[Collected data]

· · · ·

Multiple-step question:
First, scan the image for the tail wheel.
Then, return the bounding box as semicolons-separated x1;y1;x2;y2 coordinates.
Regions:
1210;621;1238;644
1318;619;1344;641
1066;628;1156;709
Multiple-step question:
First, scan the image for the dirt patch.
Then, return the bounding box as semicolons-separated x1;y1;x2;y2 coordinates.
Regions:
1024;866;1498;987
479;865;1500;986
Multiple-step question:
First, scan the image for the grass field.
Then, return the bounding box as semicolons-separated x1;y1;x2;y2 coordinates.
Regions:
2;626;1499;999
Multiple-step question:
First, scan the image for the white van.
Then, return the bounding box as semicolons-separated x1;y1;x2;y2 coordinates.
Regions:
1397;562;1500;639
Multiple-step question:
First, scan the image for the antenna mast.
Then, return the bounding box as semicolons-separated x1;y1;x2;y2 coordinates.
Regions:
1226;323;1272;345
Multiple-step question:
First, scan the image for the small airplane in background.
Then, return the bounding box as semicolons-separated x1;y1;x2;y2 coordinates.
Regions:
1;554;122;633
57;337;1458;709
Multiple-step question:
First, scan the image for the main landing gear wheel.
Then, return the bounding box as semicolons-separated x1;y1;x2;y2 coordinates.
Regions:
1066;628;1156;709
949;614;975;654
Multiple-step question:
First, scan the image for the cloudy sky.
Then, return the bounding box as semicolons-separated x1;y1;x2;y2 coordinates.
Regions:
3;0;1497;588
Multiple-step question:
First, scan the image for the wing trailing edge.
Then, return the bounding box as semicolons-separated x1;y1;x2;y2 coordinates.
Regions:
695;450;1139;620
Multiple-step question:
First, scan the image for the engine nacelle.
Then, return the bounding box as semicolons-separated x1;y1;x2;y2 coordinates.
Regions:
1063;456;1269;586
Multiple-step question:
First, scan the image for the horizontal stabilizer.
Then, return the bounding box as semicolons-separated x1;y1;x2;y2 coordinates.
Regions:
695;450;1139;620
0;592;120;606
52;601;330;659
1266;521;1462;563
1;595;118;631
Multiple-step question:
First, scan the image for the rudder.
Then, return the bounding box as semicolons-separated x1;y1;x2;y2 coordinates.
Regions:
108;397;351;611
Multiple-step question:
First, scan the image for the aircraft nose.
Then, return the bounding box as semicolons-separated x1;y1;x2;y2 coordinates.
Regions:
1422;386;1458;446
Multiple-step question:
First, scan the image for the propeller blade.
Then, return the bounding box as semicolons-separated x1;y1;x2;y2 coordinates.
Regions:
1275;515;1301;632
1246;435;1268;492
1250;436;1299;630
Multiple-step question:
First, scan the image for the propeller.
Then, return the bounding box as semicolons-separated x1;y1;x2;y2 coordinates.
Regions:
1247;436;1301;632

· · · ·

YOUR ASSIGNMENT:
Nothing should be altered. Set down all the data again.

ANSWER SPACE:
Multiple-step question:
First, scan the image for the tail wheel.
Then, return the bounding box as semicolons-separated x1;y1;x2;y2 coordinates.
Regions:
1210;621;1238;644
1318;619;1344;641
1066;628;1156;709
Multiple-step question:
First, scan the image for the dirt patch.
Then, return the bounding box as semicolons-separated x1;y1;x2;y2 coordinates.
Regions:
1024;866;1498;987
479;865;1500;986
Multiple-step question:
First, scan the image for the grass field.
Then, return the bounding box as semicolons-separated x1;y1;x2;y2 coordinates.
Regions:
2;626;1499;999
Multiple-step question:
First, scan the image for the white van.
Then, return the bounding box as semicolons-separated x1;y1;x2;y2 coordinates.
Regions:
1397;562;1500;639
Multiple-step question:
First, scan the image for the antenna mast.
Then, return the bounding box as semicolons-separated x1;y1;x2;y2 coordinates.
Regions:
1226;323;1272;345
Multiple-step question:
First, scan the image for the small airplane in background.
Then, return the bounding box as semicolons-separated x1;y1;x2;y2 coordinates.
Regions:
1;554;122;633
57;337;1458;709
Multiple-step question:
First, scan the image for the main landing gear wheel.
Then, return the bounding box as semicolons-separated x1;y1;x2;y2 coordinates.
Regions:
1066;628;1156;709
949;614;975;654
Multiple-step question:
First, scan the image for the cloudy sky.
Then, return the bounding box as semicolons-separated x1;y1;x2;y2 coordinates.
Regions:
3;0;1497;588
Multiple-step question:
First, scan the image for the wing trailing edge.
Then, return the bounding box as semicolons-separated x1;y1;x2;y2 coordinates.
Regions:
695;450;1139;620
Multiple-step question:
First, scan the image for the engine nacelle.
Then, return the bounding box as semicolons-separated x1;y1;x2;y2 coordinates.
Regions:
1063;456;1269;586
Multiple-step question:
First, scan the image for the horizontal stabilizer.
Then, return the bounding box as semicolons-separated x1;y1;x2;y2 coordinates.
Regions:
695;450;1139;620
0;592;120;606
52;601;330;659
1266;521;1462;563
1;595;118;631
Multiple-step question:
First, scan the image for the rudder.
Then, return the bounding box as semicolons-separated x1;y1;x2;y2 coordinates.
Regions:
108;397;351;611
Multiple-step question:
First, scan the image for the aircraft nose.
Then, return the bounding box as semicolons-separated x1;y1;x2;y2 coordinates.
Regions:
1422;386;1458;446
Multiple-step question:
First, scan the image for the propeller blade.
Then, return the bounding box as semicolons-separated x1;y1;x2;y2 coordinates.
Regions:
1275;515;1301;632
1246;435;1268;492
1250;436;1299;630
Multiple-step question:
First, scan the image for the propeller.
Then, return the bounding box as semicolons-separated x1;y1;x2;y2 coordinates.
Regions:
1247;436;1301;632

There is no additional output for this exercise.